● Tasks to complete
1. Transcribe the article about the library's bicentennial exhibit, everything from "In keeping with" down to "early 20th-century diaries.".
2. In the article about the library's bicentennial exhibit, list every quotation that is immediately followed by the words "she said".
3. Resume the article about the library's bicentennial exhibit, writing on from its final sentence.

┌─ Reading passage

Long-term, the library plans to repurpose the bicentennial exhibit into smaller, mobile pieces that can be used to education area children.

“We did them like that so we could eventually take them to the schools, especially for history classes,” she said.

In keeping with the library’s mission to foster reading, the reception’s theme is “Literacy and Our Story.”

“We focused the items in the exhibit on things that contain printed words,” Castilaw said. “Something may have been appropriate to history, but, if it didn’t have a word attached to it, we left it out of the display.”

The exhibit — which emphasizes the history of Lincoln County from 1817 to present — features objects like letters written during the Civil War and early 20th-century diaries.

“The whole thing is designed to show progress,” she said.

When choosing items for the display, Castilaw said she and her team made a concerted effort to highlight little known bits of regional history.

“Around 1870, right after the Civil War, there were some local black men who were really well educated,” she said. “You don’t learn about that in normal school history, and I was amazed at all the obstacles those men had to overcome to achieve what they did.”

└─
┌─ Entries provided

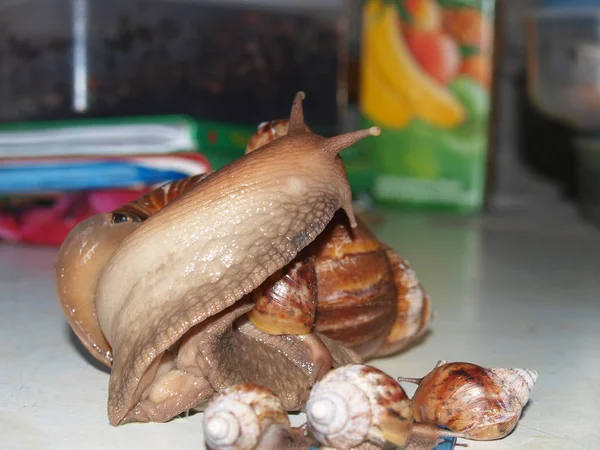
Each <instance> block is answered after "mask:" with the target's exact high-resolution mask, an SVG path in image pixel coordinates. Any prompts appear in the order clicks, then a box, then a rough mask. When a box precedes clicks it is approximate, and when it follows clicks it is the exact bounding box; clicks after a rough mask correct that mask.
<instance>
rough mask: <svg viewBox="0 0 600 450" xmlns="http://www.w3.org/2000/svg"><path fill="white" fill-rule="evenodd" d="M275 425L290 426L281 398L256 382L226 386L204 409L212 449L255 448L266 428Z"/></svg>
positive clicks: (204, 418)
mask: <svg viewBox="0 0 600 450" xmlns="http://www.w3.org/2000/svg"><path fill="white" fill-rule="evenodd" d="M272 426H276V427H277V426H281V427H283V428H285V429H289V428H290V421H289V418H288V415H287V413H286V411H285V409H284V408H283V406H282V404H281V401H280V400H279V398H278V397H277V396H276V395H275V394H273V392H271V391H270V390H268V389H266V388H264V387H261V386H258V385H255V384H238V385H234V386H231V387H229V388H227V389H224V390H223V391H222V392H221V394H220V395H218V396H217V397H215V398H214V399H213V400H212V401H211V402H210V404H209V405H208V407H207V408H206V410H205V412H204V418H203V428H204V438H205V440H206V444H207V447H208V448H210V449H211V450H252V449H254V448H257V445H258V444H259V442H260V440H261V437H262V434H263V432H265V431H266V430H267V429H269V431H270V432H272V428H270V427H272Z"/></svg>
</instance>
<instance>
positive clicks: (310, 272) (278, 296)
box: [248, 258, 317, 335]
mask: <svg viewBox="0 0 600 450" xmlns="http://www.w3.org/2000/svg"><path fill="white" fill-rule="evenodd" d="M252 297H253V299H254V308H253V309H252V310H251V311H250V312H249V313H248V317H249V318H250V320H251V321H252V324H253V325H254V326H255V327H257V328H258V329H259V330H261V331H264V332H265V333H269V334H278V335H281V334H308V333H310V332H311V331H312V329H313V326H314V323H315V314H316V309H317V274H316V271H315V265H314V261H313V259H312V258H307V259H302V260H300V261H294V262H292V263H291V264H289V265H288V266H286V267H285V268H283V269H281V270H279V271H277V272H275V273H274V274H273V275H271V276H270V277H269V278H268V279H267V281H266V282H265V283H263V284H262V285H261V286H259V287H258V288H257V289H255V290H254V291H253V292H252Z"/></svg>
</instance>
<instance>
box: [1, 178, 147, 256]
mask: <svg viewBox="0 0 600 450" xmlns="http://www.w3.org/2000/svg"><path fill="white" fill-rule="evenodd" d="M149 190H150V188H147V189H131V190H106V191H90V192H84V193H74V194H63V195H60V196H58V197H57V198H56V200H55V201H54V202H53V203H52V204H50V205H48V206H45V205H38V204H34V205H32V206H29V207H25V208H23V209H21V210H20V211H17V212H10V211H8V210H6V211H4V210H2V209H1V208H0V239H3V240H5V241H8V242H12V243H22V244H31V245H46V246H53V247H58V246H60V244H61V243H62V242H63V240H64V239H65V238H66V237H67V234H69V232H70V231H71V230H72V229H73V228H74V227H75V226H76V225H77V224H78V223H79V222H81V221H83V220H85V219H87V218H88V217H90V216H93V215H94V214H99V213H104V212H109V211H112V210H114V209H116V208H118V207H119V206H122V205H124V204H126V203H129V202H131V201H133V200H135V199H136V198H138V197H140V196H142V195H144V194H145V193H146V192H148V191H149Z"/></svg>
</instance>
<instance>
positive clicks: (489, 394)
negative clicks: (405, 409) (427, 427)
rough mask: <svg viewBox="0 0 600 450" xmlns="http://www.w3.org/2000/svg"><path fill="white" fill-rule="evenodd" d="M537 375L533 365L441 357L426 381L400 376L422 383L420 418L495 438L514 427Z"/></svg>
mask: <svg viewBox="0 0 600 450" xmlns="http://www.w3.org/2000/svg"><path fill="white" fill-rule="evenodd" d="M537 377H538V375H537V372H536V371H534V370H531V369H500V368H497V369H488V368H485V367H481V366H478V365H476V364H471V363H465V362H455V363H447V362H446V361H440V362H439V363H438V365H437V366H436V367H435V368H434V370H433V371H431V372H430V373H429V374H428V375H426V376H425V377H423V378H421V379H411V378H399V380H400V381H408V382H413V383H417V384H418V385H419V386H418V388H417V390H416V391H415V395H414V396H413V399H412V407H413V414H414V417H415V420H416V421H417V422H428V423H433V424H435V425H438V426H441V427H446V428H448V429H450V430H451V431H454V432H456V433H460V434H461V435H462V437H465V438H467V439H472V440H494V439H500V438H503V437H505V436H507V435H508V434H510V433H511V432H512V431H513V430H514V428H515V427H516V425H517V422H518V421H519V419H520V417H521V413H522V411H523V407H524V406H525V405H526V404H527V402H528V400H529V393H530V391H531V389H532V388H533V386H534V384H535V382H536V381H537Z"/></svg>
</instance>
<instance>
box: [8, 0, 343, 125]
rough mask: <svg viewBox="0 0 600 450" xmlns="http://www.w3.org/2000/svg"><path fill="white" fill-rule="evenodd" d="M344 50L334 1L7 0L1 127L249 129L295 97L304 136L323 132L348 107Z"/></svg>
mask: <svg viewBox="0 0 600 450" xmlns="http://www.w3.org/2000/svg"><path fill="white" fill-rule="evenodd" d="M282 3H283V6H280V5H281V4H282ZM346 45H347V42H346V18H345V3H344V2H341V1H331V2H314V1H313V2H306V1H304V2H301V1H291V2H290V1H287V2H273V1H270V2H265V1H263V2H242V1H228V2H222V1H221V2H214V1H213V2H211V1H191V0H190V1H182V0H170V1H159V0H145V1H141V0H129V1H125V0H118V1H117V0H29V1H28V0H24V1H11V0H7V1H6V2H2V5H0V122H4V123H6V122H12V121H31V120H35V121H38V120H55V119H71V118H77V117H86V118H87V117H115V116H138V115H165V114H186V115H190V116H191V117H193V118H195V119H199V120H211V121H213V120H214V121H226V122H231V123H239V124H251V125H256V123H257V121H263V120H270V119H274V118H278V117H285V116H286V115H287V114H289V108H290V104H291V100H292V98H293V95H294V93H295V92H296V91H297V90H300V89H301V90H305V91H306V92H307V94H308V95H309V96H310V97H309V98H307V102H306V114H307V117H309V118H310V122H311V125H315V126H316V127H317V128H319V127H324V128H326V129H330V128H332V127H335V126H337V124H338V123H339V121H340V120H341V119H340V114H341V113H343V112H344V110H345V107H346V95H345V84H346V83H345V77H346V68H345V64H346V61H345V49H346ZM309 99H312V100H311V101H308V100H309Z"/></svg>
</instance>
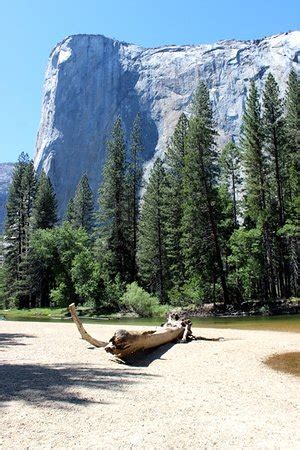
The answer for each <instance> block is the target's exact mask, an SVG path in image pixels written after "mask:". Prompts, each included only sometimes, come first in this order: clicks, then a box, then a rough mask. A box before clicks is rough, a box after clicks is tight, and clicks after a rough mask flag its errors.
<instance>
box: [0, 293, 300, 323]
mask: <svg viewBox="0 0 300 450" xmlns="http://www.w3.org/2000/svg"><path fill="white" fill-rule="evenodd" d="M222 308H223V306H222V304H216V305H214V304H212V303H210V304H204V305H203V306H201V307H195V306H190V307H186V308H184V310H183V309H181V308H174V307H172V306H170V310H174V309H175V310H178V312H179V313H182V312H183V311H184V312H185V313H186V314H187V315H188V316H189V317H194V318H211V317H227V318H231V317H232V318H233V317H252V316H263V317H265V316H276V315H282V314H284V315H289V314H300V299H299V298H291V299H289V300H278V301H277V302H273V303H271V304H270V305H269V306H268V307H266V306H261V304H260V302H258V301H256V302H254V301H252V302H245V303H244V304H243V308H241V309H239V310H238V309H234V308H233V307H229V308H228V309H227V310H226V311H225V312H224V310H222ZM77 312H78V315H79V316H80V317H81V318H84V319H87V320H97V319H99V320H122V319H126V320H127V319H133V318H139V316H138V315H137V314H135V313H133V312H126V311H121V312H119V313H112V314H99V313H97V311H96V310H94V309H92V308H88V307H80V306H79V307H77ZM1 317H2V318H6V319H8V320H14V319H16V320H18V319H24V320H31V319H66V318H70V313H69V311H68V309H67V308H31V309H17V308H12V309H0V318H1ZM161 319H162V318H161Z"/></svg>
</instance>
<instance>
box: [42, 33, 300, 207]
mask: <svg viewBox="0 0 300 450" xmlns="http://www.w3.org/2000/svg"><path fill="white" fill-rule="evenodd" d="M299 49H300V32H298V31H295V32H290V33H284V34H279V35H276V36H271V37H268V38H265V39H261V40H255V41H235V40H232V41H219V42H217V43H215V44H205V45H193V46H190V45H182V46H174V45H170V46H165V47H159V48H151V49H146V48H142V47H139V46H136V45H132V44H126V43H124V42H119V41H116V40H113V39H108V38H106V37H104V36H101V35H76V36H70V37H67V38H66V39H65V40H64V41H63V42H61V43H59V44H58V45H57V46H56V47H55V49H54V50H53V51H52V53H51V55H50V59H49V62H48V67H47V72H46V80H45V90H44V99H43V108H42V118H41V124H40V129H39V133H38V139H37V150H36V156H35V166H36V168H37V169H38V170H41V168H42V167H43V168H44V169H45V171H46V172H47V173H48V174H49V176H50V177H51V180H52V182H53V184H54V187H55V190H56V193H57V197H58V201H59V211H60V215H62V212H63V210H64V208H65V206H66V203H67V202H68V200H69V198H70V197H71V196H72V195H73V193H74V190H75V187H76V185H77V183H78V180H79V178H80V177H81V175H82V174H83V173H84V172H85V173H87V175H88V177H89V180H90V183H91V186H92V189H93V191H94V192H96V191H97V188H98V186H99V183H100V180H101V172H102V167H103V162H104V160H105V146H106V145H105V144H106V141H107V139H108V137H109V133H110V130H111V126H112V123H113V122H114V120H115V118H116V116H117V115H121V117H122V119H123V122H124V127H125V131H126V133H127V137H128V132H129V130H130V127H131V124H132V121H133V119H134V117H135V115H136V114H137V112H140V114H141V117H142V127H143V133H144V142H145V154H144V158H145V161H146V162H147V161H150V160H151V159H152V158H153V157H155V155H158V154H163V152H164V150H165V148H166V145H167V142H168V139H169V137H170V135H171V133H172V131H173V128H174V126H175V124H176V122H177V119H178V117H179V114H180V113H181V112H182V111H185V112H188V111H189V104H190V100H191V96H192V94H193V91H194V89H195V87H196V85H197V83H198V81H199V80H200V79H201V80H204V81H205V82H206V83H207V84H208V86H209V88H210V93H211V99H212V102H213V106H214V109H215V119H216V123H217V124H218V127H219V142H220V143H224V142H225V141H226V140H227V139H229V138H230V137H232V136H233V137H237V136H238V134H239V130H240V125H241V116H242V111H243V108H244V104H245V98H246V93H247V88H248V85H249V81H250V80H251V79H253V78H254V79H256V80H257V82H258V86H259V87H260V88H261V86H262V84H263V81H264V79H265V77H266V74H267V73H268V72H269V71H272V72H273V74H274V76H275V77H276V79H277V80H278V82H279V83H280V87H281V89H282V91H284V89H285V80H286V78H287V76H288V73H289V71H290V70H291V68H292V67H294V68H295V69H296V70H298V64H299V59H300V53H299Z"/></svg>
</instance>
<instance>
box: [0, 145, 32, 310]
mask: <svg viewBox="0 0 300 450" xmlns="http://www.w3.org/2000/svg"><path fill="white" fill-rule="evenodd" d="M35 189H36V177H35V173H34V167H33V162H32V161H30V160H29V158H28V155H25V154H24V153H22V154H21V155H20V157H19V159H18V162H17V164H16V165H15V169H14V172H13V177H12V182H11V185H10V189H9V194H8V200H7V207H6V209H7V214H6V223H5V246H6V247H5V254H4V256H5V258H4V266H5V289H6V293H7V297H8V299H10V302H11V303H12V302H14V303H15V305H16V306H19V307H21V308H24V307H29V306H32V305H30V299H31V294H32V292H31V282H30V281H31V275H32V273H31V272H32V268H33V267H32V264H31V263H30V253H31V248H30V233H31V228H30V223H31V216H32V207H33V200H34V197H35Z"/></svg>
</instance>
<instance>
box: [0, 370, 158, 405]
mask: <svg viewBox="0 0 300 450" xmlns="http://www.w3.org/2000/svg"><path fill="white" fill-rule="evenodd" d="M149 376H150V375H147V374H145V373H141V372H137V371H130V372H129V371H126V370H122V369H104V368H101V369H100V368H95V367H93V366H91V365H88V366H85V367H82V366H79V365H76V364H74V365H65V364H55V365H39V364H4V365H2V366H1V367H0V402H1V403H2V402H9V401H12V400H22V401H25V402H28V403H31V404H40V403H42V404H43V406H49V407H54V408H55V407H56V408H62V407H64V406H66V405H67V404H73V405H74V404H77V405H78V404H79V405H80V404H82V405H84V404H89V403H103V404H105V402H102V401H98V400H95V399H94V398H93V394H94V393H93V392H92V393H91V396H89V397H84V396H83V395H82V394H81V393H80V392H79V389H80V388H89V389H91V390H92V389H97V391H99V389H101V390H115V391H118V390H122V389H123V388H124V386H125V385H130V384H134V383H137V382H138V381H140V380H141V379H142V378H146V377H149ZM2 406H4V405H3V404H2Z"/></svg>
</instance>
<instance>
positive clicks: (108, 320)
mask: <svg viewBox="0 0 300 450" xmlns="http://www.w3.org/2000/svg"><path fill="white" fill-rule="evenodd" d="M7 320H10V319H7ZM11 320H17V321H28V322H60V323H71V319H69V318H66V319H50V318H49V319H48V318H37V319H25V318H22V317H18V318H17V319H16V318H14V319H11ZM81 320H82V322H83V323H93V324H99V325H118V326H120V327H125V326H126V325H138V326H159V325H161V324H162V323H163V322H164V319H163V318H151V319H149V318H148V319H142V318H139V319H136V318H120V319H110V318H101V319H84V318H82V319H81ZM191 320H192V322H193V327H195V328H236V329H245V330H273V331H290V332H297V333H300V314H293V315H283V316H267V317H266V316H251V317H207V318H199V317H194V318H193V317H192V318H191Z"/></svg>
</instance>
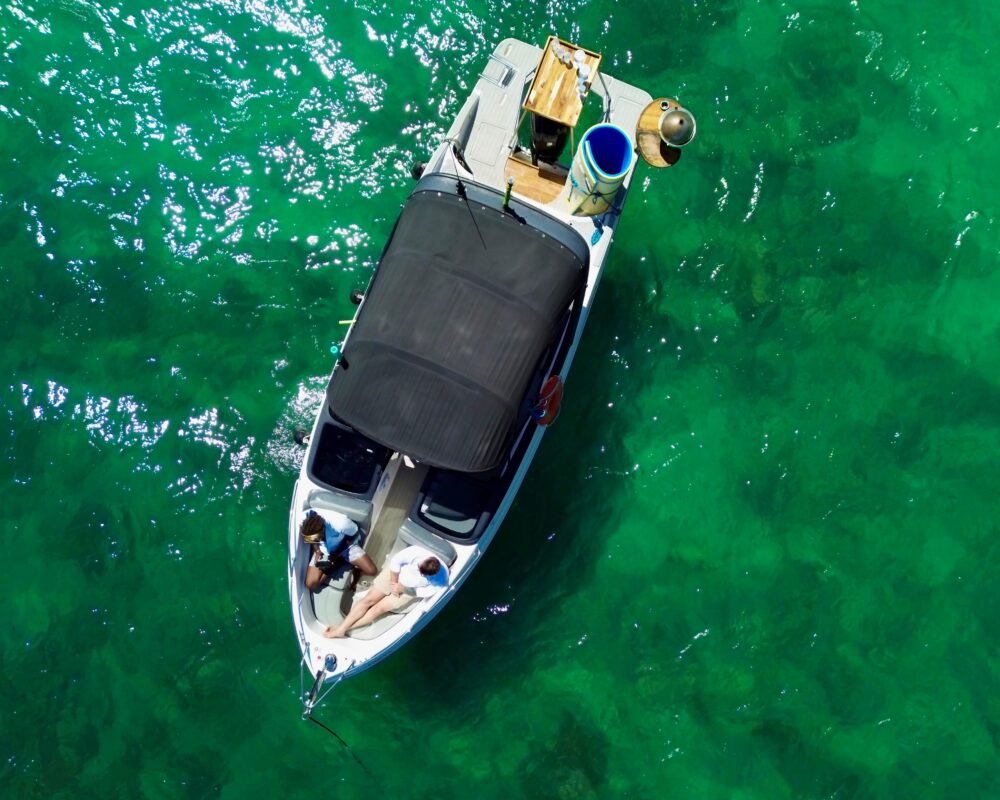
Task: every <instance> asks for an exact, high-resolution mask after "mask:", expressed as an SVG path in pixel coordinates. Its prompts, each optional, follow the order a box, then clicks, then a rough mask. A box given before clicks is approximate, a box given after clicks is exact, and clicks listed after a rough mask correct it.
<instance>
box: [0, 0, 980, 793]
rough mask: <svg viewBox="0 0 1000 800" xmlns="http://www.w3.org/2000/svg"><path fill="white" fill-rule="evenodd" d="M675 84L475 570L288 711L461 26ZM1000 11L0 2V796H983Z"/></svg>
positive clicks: (357, 2) (857, 7) (463, 39)
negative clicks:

└─

● Outputs by task
1.
In keeping with the library’s mission to foster reading, the reception’s theme is “Literacy and Our Story.”

“We focused the items in the exhibit on things that contain printed words,” Castilaw said. “Something may have been appropriate to history, but, if it didn’t have a word attached to it, we left it out of the display.”

The exhibit — which emphasizes the history of Lincoln County from 1817 to present — features objects like letters written during the Civil War and early 20th-century diaries.

2.
- We did them like that so we could eventually take them to the schools, especially for history classes
- The whole thing is designed to show progress
- Around 1870, right after the Civil War, there were some local black men who were really well educated

3.
The whole point of the reception, according to Castilaw, is to spark community conversations about Lincoln County’s varied past.

“We want to get people talking,” she said.

Castilaw and Bettie Bullard of the Historical Museum will take turns speaking at the event, and, afterward, attendees are welcome to enjoy the newly-christened displays.

The reception kicks off at 5:30 p.m. at the library. It is open to the public and will include refreshments, courtesy of the Friends of the Library.

“I hope the community is proud of the exhibit, itself, and I hope they’re proud of what they find in the exhibit,” Castilaw said.